Excerpted text
::::::::::

From a routine instrument training mission on 10 January, a B-52D (tail number 55‑0082) of the 42nd Bombardment Wing (Heavy) returning to Loring AFB, Maine, broke apart in midair and crashed near Morrell, New Brunswick, Canada, about 10 mi southeast of the base. The crash killed eight of the nine crew on board; the co-pilot, Captain Joseph L. Church, parachuted to safety. The crash was believed to have been caused by overstressing the wings and/or airframe during an exercise designed to test the pilot's reflexes. This was the fourth crash involving a B-52 in eleven months.

On 22 November 1958, a B-47B Stratojet commanded by Captain Robert Lee Shaffer crashed while taking off from Loring, killing all four crewmembers on board. The plane (s/n 51-2199) belonged to the 446th Bomber Squadron of the 321st Bombardment Wing at McCoy Air Force Base (named Pinecastle AFB at the time) in Orlando, Florida. The plane was described as having reached two-thirds of the way down the runway, when it veered sharply to the right, eventually crashing 400 feet north of the runway.

::::::::::

Recorded information
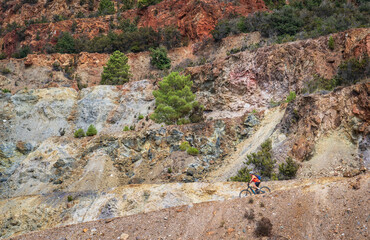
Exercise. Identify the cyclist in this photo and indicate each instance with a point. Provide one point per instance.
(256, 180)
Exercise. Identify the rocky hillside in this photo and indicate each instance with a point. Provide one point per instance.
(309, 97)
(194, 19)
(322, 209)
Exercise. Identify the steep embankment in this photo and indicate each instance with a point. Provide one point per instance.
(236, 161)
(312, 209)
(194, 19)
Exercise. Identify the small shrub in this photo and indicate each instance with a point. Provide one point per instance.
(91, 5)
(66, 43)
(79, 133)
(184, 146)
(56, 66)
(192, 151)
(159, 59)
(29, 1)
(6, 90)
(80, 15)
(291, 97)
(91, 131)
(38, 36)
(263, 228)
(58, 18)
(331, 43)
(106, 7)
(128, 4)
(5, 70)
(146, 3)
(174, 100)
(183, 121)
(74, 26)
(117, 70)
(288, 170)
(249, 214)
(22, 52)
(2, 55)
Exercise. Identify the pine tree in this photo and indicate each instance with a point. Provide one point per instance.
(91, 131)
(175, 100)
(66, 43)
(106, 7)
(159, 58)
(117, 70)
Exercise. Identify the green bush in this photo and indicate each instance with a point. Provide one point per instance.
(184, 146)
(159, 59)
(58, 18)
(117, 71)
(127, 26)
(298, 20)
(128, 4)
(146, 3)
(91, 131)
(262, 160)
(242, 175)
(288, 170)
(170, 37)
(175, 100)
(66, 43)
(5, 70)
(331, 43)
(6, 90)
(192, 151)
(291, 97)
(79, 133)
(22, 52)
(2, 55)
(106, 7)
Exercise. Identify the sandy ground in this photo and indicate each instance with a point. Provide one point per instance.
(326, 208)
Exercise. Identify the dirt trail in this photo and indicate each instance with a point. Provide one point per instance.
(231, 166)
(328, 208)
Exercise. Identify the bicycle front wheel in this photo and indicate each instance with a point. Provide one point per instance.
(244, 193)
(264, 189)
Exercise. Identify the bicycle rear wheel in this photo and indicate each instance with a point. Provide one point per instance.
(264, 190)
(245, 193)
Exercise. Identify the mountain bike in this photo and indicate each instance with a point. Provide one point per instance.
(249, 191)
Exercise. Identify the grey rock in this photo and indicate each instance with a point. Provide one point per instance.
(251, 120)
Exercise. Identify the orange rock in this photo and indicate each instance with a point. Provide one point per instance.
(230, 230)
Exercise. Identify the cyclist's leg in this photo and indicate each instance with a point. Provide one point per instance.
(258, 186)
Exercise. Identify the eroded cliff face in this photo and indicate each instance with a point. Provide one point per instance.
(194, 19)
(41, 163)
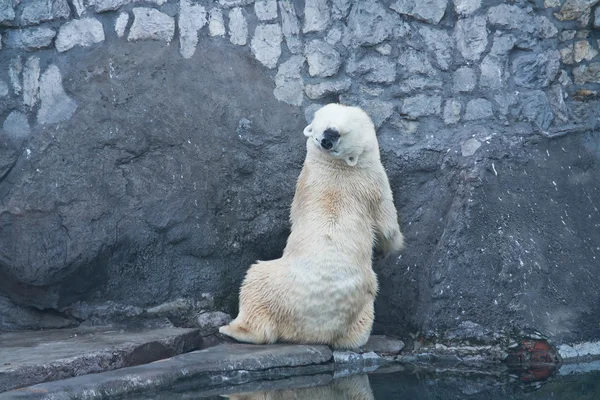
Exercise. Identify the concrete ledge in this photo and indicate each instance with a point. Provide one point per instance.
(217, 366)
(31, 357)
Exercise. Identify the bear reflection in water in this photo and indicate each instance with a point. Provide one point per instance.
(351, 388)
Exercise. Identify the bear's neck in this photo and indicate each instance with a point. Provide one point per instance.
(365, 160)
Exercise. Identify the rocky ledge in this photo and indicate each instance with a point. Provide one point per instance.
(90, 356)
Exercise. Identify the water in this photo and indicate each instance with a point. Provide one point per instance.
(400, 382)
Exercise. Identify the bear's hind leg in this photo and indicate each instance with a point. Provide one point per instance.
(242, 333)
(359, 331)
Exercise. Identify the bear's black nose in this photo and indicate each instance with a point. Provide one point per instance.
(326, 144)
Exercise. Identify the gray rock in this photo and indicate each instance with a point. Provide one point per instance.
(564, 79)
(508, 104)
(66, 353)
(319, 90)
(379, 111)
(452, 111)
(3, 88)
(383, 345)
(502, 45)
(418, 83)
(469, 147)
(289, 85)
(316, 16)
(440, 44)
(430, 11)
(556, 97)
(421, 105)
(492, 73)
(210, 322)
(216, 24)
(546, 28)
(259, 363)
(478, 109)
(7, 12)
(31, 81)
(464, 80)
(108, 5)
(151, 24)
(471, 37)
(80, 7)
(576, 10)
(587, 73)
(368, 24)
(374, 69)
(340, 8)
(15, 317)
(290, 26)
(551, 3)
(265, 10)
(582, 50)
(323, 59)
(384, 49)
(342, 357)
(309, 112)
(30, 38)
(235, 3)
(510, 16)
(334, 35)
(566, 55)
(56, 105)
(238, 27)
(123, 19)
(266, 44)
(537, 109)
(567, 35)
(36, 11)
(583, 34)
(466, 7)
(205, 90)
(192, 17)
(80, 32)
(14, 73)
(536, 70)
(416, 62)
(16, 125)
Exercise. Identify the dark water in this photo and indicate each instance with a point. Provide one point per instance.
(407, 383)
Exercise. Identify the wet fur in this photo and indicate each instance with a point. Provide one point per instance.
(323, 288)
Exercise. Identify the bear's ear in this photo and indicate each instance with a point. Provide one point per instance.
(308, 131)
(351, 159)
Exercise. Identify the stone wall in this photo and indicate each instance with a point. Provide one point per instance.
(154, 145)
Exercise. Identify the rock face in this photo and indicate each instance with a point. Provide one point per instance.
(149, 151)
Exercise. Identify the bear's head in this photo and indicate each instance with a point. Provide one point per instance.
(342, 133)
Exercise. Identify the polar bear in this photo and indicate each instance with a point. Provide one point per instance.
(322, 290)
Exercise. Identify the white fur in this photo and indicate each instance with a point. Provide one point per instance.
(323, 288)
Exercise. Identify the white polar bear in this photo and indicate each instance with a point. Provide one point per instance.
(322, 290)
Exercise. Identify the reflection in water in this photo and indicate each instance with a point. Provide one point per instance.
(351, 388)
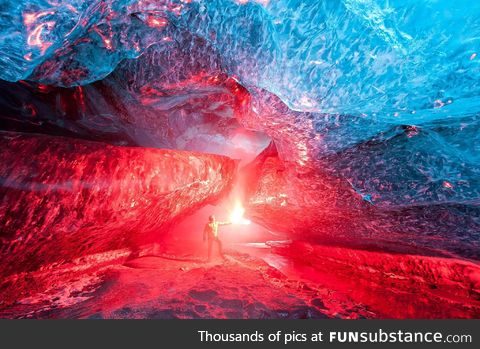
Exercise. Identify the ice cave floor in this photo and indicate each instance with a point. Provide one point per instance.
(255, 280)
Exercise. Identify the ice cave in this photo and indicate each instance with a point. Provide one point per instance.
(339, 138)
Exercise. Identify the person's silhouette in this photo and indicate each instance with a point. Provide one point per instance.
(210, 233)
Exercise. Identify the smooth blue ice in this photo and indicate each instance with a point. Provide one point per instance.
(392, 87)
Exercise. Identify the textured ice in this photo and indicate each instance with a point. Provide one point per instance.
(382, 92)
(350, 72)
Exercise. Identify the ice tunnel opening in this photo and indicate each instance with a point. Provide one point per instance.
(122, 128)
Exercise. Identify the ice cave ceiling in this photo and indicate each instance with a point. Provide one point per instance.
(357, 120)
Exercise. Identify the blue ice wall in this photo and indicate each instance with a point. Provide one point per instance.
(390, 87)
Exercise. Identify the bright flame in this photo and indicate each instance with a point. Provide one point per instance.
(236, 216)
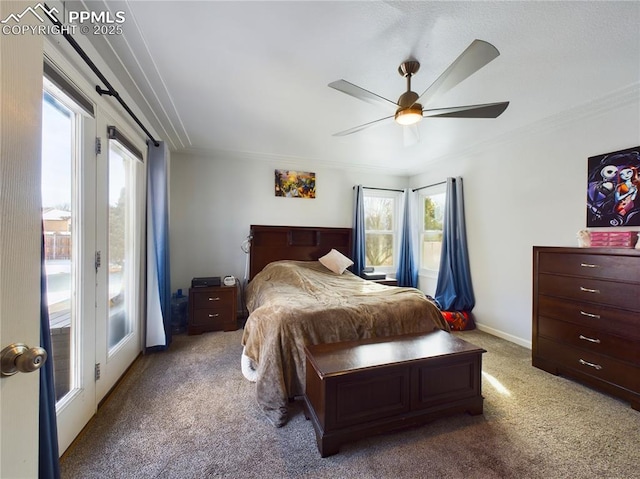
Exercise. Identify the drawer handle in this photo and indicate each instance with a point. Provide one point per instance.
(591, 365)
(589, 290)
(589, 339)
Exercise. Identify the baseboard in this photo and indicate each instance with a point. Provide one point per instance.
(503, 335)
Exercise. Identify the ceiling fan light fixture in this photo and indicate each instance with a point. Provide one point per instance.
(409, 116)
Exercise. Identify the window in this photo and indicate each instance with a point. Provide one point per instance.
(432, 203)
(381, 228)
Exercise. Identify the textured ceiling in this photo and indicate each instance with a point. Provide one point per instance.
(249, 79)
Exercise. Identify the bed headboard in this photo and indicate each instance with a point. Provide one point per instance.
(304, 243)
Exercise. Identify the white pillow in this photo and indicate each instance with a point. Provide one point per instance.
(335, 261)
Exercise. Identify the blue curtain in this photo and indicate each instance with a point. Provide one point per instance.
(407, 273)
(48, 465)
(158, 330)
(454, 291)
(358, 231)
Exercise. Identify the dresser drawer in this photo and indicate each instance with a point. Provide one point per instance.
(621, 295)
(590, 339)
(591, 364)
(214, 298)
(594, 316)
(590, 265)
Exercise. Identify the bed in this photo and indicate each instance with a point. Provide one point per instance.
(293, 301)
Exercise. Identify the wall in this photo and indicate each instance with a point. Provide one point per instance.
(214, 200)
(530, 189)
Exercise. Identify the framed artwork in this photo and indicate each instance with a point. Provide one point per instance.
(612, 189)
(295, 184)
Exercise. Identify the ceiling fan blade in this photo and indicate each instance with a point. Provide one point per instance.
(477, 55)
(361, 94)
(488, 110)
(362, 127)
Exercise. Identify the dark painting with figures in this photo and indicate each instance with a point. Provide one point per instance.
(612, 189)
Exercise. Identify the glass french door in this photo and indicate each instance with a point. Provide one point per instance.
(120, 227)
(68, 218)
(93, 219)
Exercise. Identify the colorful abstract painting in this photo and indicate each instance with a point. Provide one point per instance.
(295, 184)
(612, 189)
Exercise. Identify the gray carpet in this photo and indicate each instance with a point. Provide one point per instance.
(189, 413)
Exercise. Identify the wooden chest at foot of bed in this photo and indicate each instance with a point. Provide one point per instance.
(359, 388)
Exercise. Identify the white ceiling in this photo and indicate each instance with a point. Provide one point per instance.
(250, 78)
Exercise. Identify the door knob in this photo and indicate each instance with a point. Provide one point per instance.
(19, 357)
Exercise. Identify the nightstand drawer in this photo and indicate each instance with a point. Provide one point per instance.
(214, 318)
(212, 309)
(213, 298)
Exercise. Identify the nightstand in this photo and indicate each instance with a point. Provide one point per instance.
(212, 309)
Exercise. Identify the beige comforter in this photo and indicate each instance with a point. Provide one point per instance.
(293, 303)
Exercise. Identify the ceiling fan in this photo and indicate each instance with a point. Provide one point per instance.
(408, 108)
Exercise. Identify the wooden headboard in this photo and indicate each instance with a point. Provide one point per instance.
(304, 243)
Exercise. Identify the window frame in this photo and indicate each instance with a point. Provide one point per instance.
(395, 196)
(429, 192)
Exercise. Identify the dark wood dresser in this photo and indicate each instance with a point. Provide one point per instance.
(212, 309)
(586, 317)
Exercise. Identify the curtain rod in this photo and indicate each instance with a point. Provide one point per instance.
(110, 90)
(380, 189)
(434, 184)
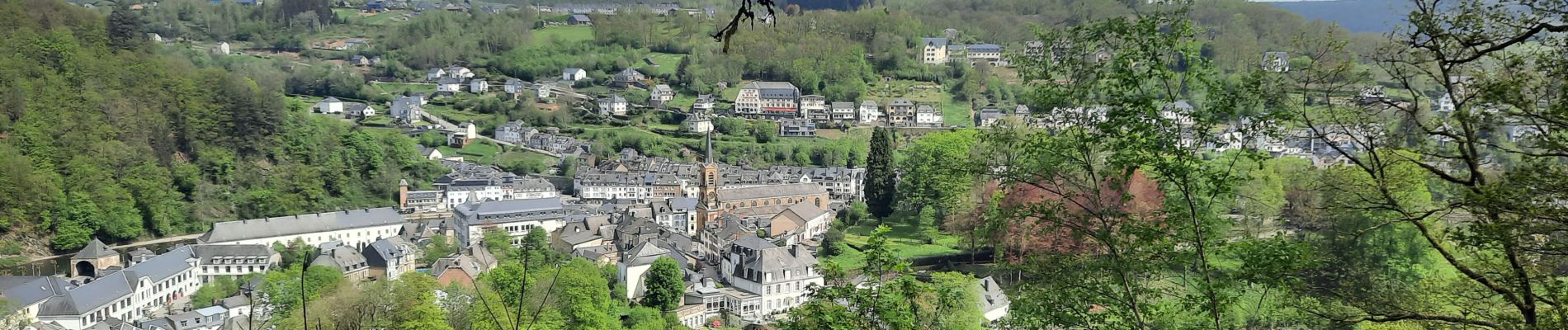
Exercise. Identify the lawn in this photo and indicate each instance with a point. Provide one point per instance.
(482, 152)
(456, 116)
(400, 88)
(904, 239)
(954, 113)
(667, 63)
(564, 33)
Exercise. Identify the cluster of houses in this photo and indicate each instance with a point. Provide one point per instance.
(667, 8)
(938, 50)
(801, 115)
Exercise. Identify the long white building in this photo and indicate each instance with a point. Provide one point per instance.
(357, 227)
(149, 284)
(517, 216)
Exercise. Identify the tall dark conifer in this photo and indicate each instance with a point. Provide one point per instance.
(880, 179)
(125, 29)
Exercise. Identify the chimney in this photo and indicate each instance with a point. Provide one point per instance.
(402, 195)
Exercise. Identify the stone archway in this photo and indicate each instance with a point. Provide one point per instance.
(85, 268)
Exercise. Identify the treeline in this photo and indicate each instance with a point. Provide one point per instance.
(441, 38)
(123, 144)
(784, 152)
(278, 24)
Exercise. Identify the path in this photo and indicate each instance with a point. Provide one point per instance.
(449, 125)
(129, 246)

::::::::::

Work order A
Say whether each statement agrees with the excerpt on the Loring crashes, answering yes or no and quoting the words that decide it: (i) The B-52D crash killed all nine crew on board. (ii) The B-47B belonged to a squadron at McCoy Air Force Base. (iii) The B-47B crashed 400 feet south of the runway.
Work order B
Please extract the part of the excerpt on the Loring crashes from "On 22 November" to "of the runway.".
The records are not needed for the tasks.

Expected answer A
(i) No: "The crash killed eight of the nine crew on board"
(ii) Yes: "belonged to the 446th Bomber Squadron of the 321st Bombardment Wing at McCoy Air Force Base"
(iii) No: "eventually crashing 400 feet north of the runway"

Expected answer B
On 22 November 1958, a B-47B Stratojet commanded by Captain Robert Lee Shaffer crashed while taking off from Loring, killing all four crewmembers on board. The plane (s/n 51-2199) belonged to the 446th Bomber Squadron of the 321st Bombardment Wing at McCoy Air Force Base (named Pinecastle AFB at the time) in Orlando, Florida. The plane was described as having reached two-thirds of the way down the runway, when it veered sharply to the right, eventually crashing 400 feet north of the runway.